In the listing below, locate the lines that hold the string "paved". Copy those lines.

RECORDS SUPPLIED Block Start

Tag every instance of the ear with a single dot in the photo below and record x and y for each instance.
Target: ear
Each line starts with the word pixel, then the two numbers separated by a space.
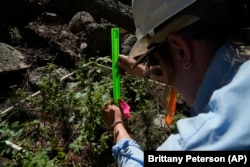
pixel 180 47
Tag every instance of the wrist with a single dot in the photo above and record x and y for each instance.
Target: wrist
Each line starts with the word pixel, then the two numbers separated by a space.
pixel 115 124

RECORDS SUPPLIED Block End
RECORDS SUPPLIED Block Start

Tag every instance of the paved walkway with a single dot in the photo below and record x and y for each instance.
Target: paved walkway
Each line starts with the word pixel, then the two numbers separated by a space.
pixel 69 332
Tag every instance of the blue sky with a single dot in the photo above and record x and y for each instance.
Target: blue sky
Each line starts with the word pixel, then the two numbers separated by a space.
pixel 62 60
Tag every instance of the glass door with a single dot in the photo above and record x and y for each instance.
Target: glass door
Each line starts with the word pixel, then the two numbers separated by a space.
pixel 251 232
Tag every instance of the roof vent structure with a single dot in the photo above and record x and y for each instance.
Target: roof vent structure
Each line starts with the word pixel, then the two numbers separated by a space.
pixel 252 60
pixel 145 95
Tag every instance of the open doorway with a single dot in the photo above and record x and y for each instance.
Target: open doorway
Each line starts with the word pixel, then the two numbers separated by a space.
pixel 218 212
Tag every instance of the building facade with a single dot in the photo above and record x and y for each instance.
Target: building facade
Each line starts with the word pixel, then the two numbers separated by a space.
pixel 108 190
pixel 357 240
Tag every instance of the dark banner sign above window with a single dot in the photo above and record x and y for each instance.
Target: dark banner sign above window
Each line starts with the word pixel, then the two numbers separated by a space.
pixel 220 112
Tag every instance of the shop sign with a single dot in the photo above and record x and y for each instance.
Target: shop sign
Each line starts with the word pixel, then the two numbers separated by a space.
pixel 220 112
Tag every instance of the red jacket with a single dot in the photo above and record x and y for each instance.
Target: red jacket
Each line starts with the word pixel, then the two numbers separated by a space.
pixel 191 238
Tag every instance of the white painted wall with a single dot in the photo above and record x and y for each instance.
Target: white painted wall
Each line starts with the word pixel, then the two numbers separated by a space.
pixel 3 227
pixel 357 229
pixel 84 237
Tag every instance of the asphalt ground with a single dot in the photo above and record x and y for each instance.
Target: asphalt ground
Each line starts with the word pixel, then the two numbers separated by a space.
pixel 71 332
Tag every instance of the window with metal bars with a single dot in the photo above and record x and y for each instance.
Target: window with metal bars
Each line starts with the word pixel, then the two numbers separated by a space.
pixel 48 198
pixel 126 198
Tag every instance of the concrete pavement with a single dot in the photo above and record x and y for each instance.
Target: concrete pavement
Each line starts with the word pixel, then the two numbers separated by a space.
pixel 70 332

RECORDS SUPPLIED Block End
RECORDS SUPPLIED Block Start

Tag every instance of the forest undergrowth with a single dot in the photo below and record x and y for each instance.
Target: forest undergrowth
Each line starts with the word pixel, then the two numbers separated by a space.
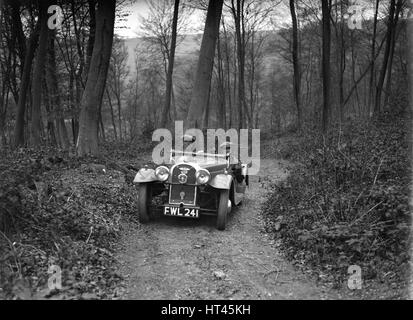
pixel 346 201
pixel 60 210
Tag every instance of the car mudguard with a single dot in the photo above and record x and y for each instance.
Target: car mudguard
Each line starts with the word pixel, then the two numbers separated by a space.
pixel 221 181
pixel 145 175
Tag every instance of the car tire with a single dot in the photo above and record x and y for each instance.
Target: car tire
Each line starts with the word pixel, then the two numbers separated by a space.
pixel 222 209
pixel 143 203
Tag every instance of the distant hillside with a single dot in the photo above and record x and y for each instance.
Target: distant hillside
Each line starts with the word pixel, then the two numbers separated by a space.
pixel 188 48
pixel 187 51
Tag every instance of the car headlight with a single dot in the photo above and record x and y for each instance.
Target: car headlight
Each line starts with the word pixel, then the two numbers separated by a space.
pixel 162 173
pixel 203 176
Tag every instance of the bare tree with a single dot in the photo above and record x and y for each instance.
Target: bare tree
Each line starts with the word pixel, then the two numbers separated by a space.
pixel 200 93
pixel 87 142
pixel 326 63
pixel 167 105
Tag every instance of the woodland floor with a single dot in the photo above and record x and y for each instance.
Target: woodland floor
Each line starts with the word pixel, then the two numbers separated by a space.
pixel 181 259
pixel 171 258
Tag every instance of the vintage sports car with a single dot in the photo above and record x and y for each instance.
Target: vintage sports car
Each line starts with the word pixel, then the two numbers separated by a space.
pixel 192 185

RECORDS SUPPLIED Block End

▶ **EXERCISE RESULT**:
Tag every instance of the paved walkway with a single dot in the photo below and record x and y for each instance.
Target: paved walkway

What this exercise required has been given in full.